== Problem statement ==
Copy the items from the line containing "Find and box each cloud." through the line containing "[0,0,600,194]", both ends included, leaving each request line unchanged and increasing every bounding box coordinate in the answers by 64. Output that stretch and nothing more.

== Stored records ==
────────────────────

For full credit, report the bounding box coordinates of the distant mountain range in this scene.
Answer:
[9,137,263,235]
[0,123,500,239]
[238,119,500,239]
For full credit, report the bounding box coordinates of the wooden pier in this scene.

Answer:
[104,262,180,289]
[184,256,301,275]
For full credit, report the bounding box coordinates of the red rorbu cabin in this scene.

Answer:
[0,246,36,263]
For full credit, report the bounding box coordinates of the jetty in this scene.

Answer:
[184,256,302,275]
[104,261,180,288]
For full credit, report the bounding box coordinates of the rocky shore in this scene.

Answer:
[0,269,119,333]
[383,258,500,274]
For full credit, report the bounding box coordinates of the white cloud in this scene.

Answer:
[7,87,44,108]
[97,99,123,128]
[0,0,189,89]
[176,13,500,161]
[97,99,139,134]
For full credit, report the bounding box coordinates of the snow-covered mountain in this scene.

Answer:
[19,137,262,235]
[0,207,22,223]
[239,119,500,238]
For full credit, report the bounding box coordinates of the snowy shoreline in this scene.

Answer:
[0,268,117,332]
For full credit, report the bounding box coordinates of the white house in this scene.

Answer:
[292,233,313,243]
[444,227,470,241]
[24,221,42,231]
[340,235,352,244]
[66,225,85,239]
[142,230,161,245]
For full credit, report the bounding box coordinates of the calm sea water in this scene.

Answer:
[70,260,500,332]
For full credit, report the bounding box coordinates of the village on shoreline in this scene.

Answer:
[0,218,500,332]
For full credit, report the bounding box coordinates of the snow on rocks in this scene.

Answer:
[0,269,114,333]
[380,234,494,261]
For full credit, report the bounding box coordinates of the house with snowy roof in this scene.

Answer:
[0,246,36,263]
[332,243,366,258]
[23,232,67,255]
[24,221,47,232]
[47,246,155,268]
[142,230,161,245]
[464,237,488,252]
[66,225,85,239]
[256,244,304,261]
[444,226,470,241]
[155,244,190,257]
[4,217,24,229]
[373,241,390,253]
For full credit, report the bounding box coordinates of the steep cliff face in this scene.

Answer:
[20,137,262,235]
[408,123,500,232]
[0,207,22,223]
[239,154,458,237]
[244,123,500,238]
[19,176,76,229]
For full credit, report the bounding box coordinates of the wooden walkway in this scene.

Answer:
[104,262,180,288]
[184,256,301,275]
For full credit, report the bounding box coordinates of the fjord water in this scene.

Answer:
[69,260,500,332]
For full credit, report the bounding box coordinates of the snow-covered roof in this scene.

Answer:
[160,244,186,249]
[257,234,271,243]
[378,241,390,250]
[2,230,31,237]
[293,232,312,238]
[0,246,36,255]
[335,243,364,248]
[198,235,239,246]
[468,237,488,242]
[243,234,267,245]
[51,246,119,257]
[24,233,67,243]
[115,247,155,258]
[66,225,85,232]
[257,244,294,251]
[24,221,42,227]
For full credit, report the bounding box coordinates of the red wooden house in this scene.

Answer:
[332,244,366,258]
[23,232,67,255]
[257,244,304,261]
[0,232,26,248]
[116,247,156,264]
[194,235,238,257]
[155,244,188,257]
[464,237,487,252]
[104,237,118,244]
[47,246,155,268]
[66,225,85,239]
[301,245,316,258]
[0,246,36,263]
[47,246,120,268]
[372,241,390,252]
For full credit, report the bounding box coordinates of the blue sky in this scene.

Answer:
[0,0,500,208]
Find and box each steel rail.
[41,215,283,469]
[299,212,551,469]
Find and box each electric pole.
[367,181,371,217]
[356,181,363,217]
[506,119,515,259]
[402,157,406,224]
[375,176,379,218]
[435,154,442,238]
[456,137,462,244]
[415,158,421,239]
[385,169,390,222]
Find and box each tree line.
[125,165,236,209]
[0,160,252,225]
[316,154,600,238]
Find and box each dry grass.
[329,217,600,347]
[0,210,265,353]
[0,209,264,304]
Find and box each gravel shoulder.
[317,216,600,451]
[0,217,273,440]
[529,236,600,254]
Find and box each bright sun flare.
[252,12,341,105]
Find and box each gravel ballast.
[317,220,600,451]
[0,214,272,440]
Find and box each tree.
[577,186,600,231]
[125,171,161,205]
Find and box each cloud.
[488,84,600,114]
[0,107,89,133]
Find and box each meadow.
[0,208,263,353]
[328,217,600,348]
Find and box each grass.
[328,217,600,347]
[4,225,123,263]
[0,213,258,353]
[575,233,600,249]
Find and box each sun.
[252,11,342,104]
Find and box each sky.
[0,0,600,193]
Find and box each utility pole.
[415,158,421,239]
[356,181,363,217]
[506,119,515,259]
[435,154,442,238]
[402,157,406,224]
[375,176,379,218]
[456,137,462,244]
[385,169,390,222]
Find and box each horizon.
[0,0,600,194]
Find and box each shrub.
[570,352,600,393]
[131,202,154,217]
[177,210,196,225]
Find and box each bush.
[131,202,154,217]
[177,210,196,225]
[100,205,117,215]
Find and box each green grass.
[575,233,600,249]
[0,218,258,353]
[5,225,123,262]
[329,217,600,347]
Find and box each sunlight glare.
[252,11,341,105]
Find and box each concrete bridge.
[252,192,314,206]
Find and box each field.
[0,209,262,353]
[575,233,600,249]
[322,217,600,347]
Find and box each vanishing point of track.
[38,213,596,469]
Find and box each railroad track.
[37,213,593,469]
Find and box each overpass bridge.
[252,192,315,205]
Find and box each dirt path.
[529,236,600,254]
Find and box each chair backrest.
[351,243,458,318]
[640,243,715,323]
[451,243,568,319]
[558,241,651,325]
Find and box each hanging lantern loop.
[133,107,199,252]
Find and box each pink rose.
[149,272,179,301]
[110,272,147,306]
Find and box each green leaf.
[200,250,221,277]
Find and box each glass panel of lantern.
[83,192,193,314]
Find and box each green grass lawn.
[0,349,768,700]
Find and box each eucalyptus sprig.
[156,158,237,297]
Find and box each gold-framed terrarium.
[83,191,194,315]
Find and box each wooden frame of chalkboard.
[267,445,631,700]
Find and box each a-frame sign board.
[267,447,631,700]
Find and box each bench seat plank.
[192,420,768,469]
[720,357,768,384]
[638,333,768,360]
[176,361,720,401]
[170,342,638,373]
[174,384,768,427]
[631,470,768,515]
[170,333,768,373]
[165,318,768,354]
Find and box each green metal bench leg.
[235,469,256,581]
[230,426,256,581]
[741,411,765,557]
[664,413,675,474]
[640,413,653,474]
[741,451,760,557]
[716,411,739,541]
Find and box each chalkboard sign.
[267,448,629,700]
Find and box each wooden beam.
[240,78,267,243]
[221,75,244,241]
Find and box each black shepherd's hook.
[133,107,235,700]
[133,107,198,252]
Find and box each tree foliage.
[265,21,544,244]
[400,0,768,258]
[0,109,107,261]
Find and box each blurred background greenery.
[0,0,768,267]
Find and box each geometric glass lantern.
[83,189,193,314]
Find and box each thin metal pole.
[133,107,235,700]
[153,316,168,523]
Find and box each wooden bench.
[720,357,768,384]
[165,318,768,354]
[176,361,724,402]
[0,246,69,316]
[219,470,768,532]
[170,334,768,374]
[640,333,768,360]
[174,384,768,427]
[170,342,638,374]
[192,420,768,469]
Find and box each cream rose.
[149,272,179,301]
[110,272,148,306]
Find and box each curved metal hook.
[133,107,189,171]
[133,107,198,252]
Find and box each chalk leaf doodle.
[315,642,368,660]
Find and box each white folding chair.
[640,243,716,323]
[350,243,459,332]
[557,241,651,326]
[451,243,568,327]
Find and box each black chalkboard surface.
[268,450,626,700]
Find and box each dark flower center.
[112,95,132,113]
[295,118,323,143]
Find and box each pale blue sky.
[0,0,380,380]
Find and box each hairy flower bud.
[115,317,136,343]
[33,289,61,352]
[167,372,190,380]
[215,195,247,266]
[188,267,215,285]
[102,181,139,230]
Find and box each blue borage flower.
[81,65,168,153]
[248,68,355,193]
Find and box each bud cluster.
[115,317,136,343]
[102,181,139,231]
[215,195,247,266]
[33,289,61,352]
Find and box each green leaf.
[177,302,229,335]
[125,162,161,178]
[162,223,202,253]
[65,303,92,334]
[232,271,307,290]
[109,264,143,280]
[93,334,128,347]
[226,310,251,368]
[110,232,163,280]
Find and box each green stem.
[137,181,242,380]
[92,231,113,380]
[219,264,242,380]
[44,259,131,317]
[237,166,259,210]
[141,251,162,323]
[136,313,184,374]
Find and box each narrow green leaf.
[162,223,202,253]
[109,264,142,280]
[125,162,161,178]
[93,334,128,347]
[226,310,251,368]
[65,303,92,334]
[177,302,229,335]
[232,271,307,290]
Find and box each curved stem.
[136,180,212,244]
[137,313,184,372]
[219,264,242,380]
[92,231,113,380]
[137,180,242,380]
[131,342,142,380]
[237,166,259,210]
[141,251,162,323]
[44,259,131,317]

────────────────────

== Finished exercise ==
Find and box each cloud.
[552,148,664,178]
[64,171,153,197]
Find and box each meadow.
[64,272,327,417]
[392,281,664,412]
Find and box each grass.
[392,281,664,411]
[68,289,187,327]
[64,277,322,417]
[639,297,664,313]
Find and box each sun.
[316,75,406,168]
Find and box each sky.
[64,64,664,257]
Find and box each utility pole.
[479,222,485,303]
[420,245,427,281]
[570,183,579,323]
[499,218,506,302]
[466,221,470,288]
[439,240,443,282]
[520,201,526,308]
[449,233,454,286]
Find and box each horizon.
[64,64,664,258]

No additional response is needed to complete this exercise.